▸ **Your instructions**
Give everything in the rows below from the line containing "If you could place a marker on the wicker" down to the line containing "point(12, 60)", both included, as a numbered list with blank lines left out.
━━━ Exercise input ━━━
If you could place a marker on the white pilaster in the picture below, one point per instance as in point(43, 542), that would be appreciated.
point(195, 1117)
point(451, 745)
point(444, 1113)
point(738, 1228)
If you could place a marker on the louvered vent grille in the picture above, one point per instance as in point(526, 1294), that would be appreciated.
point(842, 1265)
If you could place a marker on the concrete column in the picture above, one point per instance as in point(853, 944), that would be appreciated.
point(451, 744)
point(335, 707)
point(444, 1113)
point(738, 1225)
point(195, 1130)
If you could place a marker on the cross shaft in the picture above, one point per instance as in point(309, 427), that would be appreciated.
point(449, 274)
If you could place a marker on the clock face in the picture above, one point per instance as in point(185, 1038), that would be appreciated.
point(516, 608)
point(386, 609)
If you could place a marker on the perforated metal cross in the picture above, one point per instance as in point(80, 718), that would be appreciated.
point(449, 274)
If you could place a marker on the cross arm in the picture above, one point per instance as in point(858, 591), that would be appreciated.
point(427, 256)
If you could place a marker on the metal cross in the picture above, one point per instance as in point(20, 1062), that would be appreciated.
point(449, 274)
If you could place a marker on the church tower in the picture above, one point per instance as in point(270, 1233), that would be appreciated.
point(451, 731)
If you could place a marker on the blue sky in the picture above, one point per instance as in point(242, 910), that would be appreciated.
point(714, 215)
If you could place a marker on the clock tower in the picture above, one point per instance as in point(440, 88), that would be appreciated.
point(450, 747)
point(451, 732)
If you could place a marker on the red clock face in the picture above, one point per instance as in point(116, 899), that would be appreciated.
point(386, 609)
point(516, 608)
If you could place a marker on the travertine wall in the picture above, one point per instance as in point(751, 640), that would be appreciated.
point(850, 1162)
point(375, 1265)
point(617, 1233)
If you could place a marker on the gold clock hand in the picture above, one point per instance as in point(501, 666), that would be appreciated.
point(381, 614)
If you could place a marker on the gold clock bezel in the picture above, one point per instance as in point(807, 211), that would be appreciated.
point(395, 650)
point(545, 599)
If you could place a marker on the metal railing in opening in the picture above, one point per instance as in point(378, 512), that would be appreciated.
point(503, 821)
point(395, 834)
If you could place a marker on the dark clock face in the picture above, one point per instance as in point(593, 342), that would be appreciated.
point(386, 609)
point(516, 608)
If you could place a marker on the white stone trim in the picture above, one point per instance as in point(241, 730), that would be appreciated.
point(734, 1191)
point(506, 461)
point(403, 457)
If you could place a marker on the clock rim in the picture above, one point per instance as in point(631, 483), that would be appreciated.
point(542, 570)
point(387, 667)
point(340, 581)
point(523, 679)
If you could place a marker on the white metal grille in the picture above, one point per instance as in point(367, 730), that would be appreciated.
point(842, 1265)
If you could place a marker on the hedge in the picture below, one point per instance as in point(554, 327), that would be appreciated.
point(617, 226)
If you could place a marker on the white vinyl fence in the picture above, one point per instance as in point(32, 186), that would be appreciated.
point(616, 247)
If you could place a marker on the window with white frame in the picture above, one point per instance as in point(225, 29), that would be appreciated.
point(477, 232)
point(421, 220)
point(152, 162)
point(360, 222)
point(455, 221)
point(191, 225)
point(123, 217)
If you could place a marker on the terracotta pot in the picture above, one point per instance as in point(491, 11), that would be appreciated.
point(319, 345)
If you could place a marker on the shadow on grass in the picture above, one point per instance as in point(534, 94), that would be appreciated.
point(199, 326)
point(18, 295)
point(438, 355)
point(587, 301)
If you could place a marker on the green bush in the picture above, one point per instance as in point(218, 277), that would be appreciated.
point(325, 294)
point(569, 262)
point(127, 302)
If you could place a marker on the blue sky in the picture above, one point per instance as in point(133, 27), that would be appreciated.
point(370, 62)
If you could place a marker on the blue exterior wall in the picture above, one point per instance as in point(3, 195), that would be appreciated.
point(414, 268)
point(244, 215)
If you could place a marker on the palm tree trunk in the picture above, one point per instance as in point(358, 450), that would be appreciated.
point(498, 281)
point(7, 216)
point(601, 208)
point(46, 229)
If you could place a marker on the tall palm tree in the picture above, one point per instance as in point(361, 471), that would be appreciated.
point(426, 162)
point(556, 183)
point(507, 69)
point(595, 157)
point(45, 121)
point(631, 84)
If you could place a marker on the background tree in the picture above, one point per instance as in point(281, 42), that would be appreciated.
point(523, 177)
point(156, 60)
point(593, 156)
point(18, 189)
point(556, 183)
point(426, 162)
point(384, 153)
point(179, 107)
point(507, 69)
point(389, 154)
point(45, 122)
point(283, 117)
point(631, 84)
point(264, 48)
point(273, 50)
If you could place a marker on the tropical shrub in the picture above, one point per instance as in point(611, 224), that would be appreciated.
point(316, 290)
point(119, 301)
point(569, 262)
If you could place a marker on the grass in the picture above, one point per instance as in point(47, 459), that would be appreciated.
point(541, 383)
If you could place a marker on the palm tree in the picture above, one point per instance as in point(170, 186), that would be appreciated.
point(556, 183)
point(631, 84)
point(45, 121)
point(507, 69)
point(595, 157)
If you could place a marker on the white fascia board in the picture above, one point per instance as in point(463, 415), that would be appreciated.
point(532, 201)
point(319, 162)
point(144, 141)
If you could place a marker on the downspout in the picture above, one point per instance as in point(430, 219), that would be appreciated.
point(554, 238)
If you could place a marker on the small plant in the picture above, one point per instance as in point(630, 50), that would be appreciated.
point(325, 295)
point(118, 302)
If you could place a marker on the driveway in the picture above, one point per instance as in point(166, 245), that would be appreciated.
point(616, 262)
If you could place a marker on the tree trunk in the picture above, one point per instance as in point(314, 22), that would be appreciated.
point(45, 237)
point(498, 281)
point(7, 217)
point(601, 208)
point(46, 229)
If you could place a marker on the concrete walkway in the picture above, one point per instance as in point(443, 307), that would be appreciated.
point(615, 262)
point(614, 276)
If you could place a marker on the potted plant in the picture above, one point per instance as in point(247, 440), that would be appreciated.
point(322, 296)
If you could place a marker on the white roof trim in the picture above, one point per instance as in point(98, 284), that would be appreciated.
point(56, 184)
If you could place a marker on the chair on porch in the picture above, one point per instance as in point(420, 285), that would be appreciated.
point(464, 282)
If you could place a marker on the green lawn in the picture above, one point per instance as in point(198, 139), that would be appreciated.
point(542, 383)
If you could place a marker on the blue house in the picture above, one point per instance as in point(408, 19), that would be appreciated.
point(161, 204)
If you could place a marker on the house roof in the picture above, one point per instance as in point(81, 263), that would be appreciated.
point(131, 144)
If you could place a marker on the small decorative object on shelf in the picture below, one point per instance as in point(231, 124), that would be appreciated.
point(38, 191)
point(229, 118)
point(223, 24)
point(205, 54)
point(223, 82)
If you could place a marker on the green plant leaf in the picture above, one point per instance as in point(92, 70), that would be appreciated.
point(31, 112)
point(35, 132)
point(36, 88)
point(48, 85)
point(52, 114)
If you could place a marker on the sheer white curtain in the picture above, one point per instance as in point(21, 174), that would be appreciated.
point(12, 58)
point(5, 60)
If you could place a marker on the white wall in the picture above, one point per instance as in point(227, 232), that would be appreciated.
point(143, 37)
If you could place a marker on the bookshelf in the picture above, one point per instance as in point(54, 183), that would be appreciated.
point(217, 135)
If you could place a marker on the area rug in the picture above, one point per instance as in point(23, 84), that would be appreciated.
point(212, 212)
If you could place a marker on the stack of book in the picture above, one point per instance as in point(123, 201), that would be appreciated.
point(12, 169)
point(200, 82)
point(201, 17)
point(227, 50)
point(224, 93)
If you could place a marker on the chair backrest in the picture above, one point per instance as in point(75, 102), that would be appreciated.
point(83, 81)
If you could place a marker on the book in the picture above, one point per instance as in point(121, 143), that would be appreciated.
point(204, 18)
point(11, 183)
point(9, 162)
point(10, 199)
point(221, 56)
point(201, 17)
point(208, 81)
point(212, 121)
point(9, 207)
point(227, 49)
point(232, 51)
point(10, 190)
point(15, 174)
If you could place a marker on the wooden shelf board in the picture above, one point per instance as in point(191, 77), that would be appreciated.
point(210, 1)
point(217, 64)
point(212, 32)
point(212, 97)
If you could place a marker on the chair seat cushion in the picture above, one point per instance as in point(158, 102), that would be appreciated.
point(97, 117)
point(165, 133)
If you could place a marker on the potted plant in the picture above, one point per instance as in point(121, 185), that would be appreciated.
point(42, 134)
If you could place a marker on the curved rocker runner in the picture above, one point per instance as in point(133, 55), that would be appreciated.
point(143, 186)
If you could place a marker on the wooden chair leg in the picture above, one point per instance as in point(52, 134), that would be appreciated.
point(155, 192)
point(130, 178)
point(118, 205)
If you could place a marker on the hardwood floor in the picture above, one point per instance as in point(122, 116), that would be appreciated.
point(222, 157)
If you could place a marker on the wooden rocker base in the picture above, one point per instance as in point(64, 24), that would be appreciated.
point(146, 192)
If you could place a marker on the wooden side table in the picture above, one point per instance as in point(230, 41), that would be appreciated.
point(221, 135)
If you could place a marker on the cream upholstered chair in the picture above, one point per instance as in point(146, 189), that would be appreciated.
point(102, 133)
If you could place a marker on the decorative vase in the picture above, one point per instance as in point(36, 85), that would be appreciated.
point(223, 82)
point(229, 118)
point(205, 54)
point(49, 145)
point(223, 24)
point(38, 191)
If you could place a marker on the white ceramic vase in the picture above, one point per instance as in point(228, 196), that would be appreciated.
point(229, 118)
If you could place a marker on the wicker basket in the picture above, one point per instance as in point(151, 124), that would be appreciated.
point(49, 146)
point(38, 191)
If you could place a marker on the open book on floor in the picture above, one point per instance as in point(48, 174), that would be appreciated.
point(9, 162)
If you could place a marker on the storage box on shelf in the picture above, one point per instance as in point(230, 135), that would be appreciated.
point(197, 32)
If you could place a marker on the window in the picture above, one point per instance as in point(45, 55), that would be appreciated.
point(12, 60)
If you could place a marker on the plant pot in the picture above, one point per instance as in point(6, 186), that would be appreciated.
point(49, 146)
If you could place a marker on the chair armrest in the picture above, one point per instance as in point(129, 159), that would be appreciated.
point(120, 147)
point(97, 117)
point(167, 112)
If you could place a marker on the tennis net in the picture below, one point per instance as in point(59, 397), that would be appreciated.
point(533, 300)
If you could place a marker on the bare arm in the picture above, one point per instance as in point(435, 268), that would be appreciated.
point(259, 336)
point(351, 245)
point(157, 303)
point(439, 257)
━━━
▸ **Exercise response**
1. If you could place a marker on the wicker basket in the picture above, one point per instance as in point(151, 124), that would be appreciated.
2. point(49, 146)
3. point(38, 191)
4. If you could place a marker on the open book on floor in the picture above, one point per instance as in point(48, 174), that would be appreciated.
5. point(9, 162)
6. If you could place a marker on the storage box on shelf in the picture above, one point per instance as in point(230, 135), that would be appreciated.
7. point(197, 32)
8. If you could place a marker on the window in the picture above, one point per instance as in point(45, 55), that would be appreciated.
9. point(12, 60)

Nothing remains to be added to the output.